Work to do:
Rewrite the entries below, changing every "Practice" to "Exercise" and leaving everything else untouched.

Data in this exercise:
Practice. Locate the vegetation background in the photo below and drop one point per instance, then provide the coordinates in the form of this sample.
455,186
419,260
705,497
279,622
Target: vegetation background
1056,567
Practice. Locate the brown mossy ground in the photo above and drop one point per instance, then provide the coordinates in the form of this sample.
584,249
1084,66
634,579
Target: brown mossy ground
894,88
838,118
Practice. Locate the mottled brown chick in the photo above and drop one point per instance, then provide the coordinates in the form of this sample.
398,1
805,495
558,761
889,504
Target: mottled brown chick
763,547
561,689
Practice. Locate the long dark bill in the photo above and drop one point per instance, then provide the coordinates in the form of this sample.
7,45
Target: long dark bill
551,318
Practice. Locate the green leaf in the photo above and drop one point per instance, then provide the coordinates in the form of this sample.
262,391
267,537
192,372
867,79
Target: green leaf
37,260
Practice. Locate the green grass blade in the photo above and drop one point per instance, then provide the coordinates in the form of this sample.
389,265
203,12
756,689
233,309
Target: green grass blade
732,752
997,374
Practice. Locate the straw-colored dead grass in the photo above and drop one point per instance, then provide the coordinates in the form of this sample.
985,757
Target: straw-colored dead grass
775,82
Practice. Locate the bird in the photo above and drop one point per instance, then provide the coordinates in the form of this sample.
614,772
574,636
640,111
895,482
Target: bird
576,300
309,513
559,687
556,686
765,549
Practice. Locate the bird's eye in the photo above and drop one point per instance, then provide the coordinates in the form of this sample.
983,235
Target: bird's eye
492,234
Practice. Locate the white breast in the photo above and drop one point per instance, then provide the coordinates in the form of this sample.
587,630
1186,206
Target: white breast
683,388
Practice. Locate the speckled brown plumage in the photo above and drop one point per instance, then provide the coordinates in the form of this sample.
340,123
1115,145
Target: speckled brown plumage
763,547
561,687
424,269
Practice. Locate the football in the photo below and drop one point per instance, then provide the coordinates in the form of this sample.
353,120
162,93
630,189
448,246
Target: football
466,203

Written response:
Exercise. Locate the vegetation background in the photo below and drop one point per instance, then provide the coordinates in the form of this sample.
455,186
419,260
705,497
279,622
Target: vegetation background
1056,567
Exercise. Locate the brown mossy ground in the photo above and drop one point per instance, then provide the coordinates in the form of this sample.
584,249
1084,66
634,579
Target: brown mossy ground
894,88
838,118
Exercise. Locate the mottled brown chick in the photo above and drop one point per instance, then provide the coordinates in the form of this sample.
398,1
805,495
558,761
889,504
Target: mottled brown chick
763,547
561,689
Exercise. Locate the long dark bill in the photo above and drop one point per instance, then provide the coordinates in the form of this sample.
7,45
Target: long dark bill
551,318
Exercise. Locate the green leaf in the photo above and drop one point per instance, then provide the coordinates in the form of this sample.
262,391
267,537
192,372
867,79
Target: green leaf
37,260
Exercise. Locate the green grass blade in the photo above and drop one point per instance, then provide the coordinates in the form of this sample.
389,265
203,12
756,689
233,309
Target: green grass blade
732,752
997,374
Exercise. Locate the straw-colored dead grass in the photo above and drop one point per instance, then provide the coordinates in the form of this sample.
985,757
Target: straw-colored dead grass
775,82
Exercise. Locate the bird in the photo above and drop one point per instance, then provide the coordinates in the form of this sample.
614,772
574,636
640,111
895,482
Target: bird
576,300
309,513
559,687
556,686
765,549
Exercise. Locate the bird's eye in the photo above and drop one point per instance, then provide the coordinates in the form of this sample.
983,235
Target: bird's eye
492,234
Exercise. Locate the white breast in the photo above and drop one point per instance, then provide the coordinates in the form of this sample.
587,630
1186,206
Target: white breast
683,388
Exercise. Locate the speckled brown plumage in the photo above and drop one point per instance, then provide the coordinates in the form of this sample.
340,123
1115,145
Target: speckled brown plumage
763,547
561,687
424,269
Exercise. Locate the football in the photo below and drop one point per instance, then provide the coordinates in the form of this sample.
353,120
162,93
630,189
448,246
Target: football
466,203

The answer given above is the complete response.